§ **WRITTEN EXERCISE 1**
Reproduce the passage about the cannabis farm seizures word for word, in full.

§ **PASSAGE SHOWN**
The estimated yield of the plants could have produced between 15 and 45 kilograms of cannabis, valued at £170,000 to £500,000 on the street.
Inside the building, officers also discovered a makeshift living area with a bed and shower, indicating that the suspect, twenty-seven-year-old Albanian Amarildo Daja, had been residing there.
Daja admitted to officers that he had been smuggled into the UK by a criminal gang to pay off a debt.
Initially he worked in London but agreed to tend the cannabis farm in Pembrokeshire three months prior to his arrest.
At a court hearing this month, Judge Geraint Walters noted that the case highlighted the need to target criminal organisations and ‘ringleaders’ behind such operations.
Daja was sentenced to 12 months in prison, with the possibility of deportation upon release, subject to a Home Office decision.
At a property in Carmarthen town, 930 cannabis plants, with a potential street value of over £870,000 were seized by police, after local officers executed a warrant at a property on King Street, on October 23.
During the warrant, a large hydroponic set up was located; and a thirty-year-old man has been charged with production of controlled drug, class B cannabis, who subsequently appeared at Llanelli Magistrates Court to plead guilty.
On the evening of Wednesday, November 6, Dyfed-Powys Police raided the former Co-operative store on Sycamore Street in Newcastle Emlyn, where officers discovered approximately 435 cannabis plants and growing equipment.

§ **WRITTEN EXERCISE 2**
List each line of the records that contains the word "Target".

§ **WORKING DATA**

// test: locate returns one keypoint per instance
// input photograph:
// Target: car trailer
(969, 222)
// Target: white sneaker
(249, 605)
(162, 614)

§ **EXERCISE RESPONSE 1**
The estimated yield of the plants could have produced between 15 and 45 kilograms of cannabis, valued at £170,000 to £500,000 on the street.
Inside the building, officers also discovered a makeshift living area with a bed and shower, indicating that the suspect, twenty-seven-year-old Albanian Amarildo Daja, had been residing there.
Daja admitted to officers that he had been smuggled into the UK by a criminal gang to pay off a debt.
Initially he worked in London but agreed to tend the cannabis farm in Pembrokeshire three months prior to his arrest.
At a court hearing this month, Judge Geraint Walters noted that the case highlighted the need to target criminal organisations and ‘ringleaders’ behind such operations.
Daja was sentenced to 12 months in prison, with the possibility of deportation upon release, subject to a Home Office decision.
At a property in Carmarthen town, 930 cannabis plants, with a potential street value of over £870,000 were seized by police, after local officers executed a warrant at a property on King Street, on October 23.
During the warrant, a large hydroponic set up was located; and a thirty-year-old man has been charged with production of controlled drug, class B cannabis, who subsequently appeared at Llanelli Magistrates Court to plead guilty.
On the evening of Wednesday, November 6, Dyfed-Powys Police raided the former Co-operative store on Sycamore Street in Newcastle Emlyn, where officers discovered approximately 435 cannabis plants and growing equipment.

§ **EXERCISE RESPONSE 2**
// Target: car trailer
// Target: white sneaker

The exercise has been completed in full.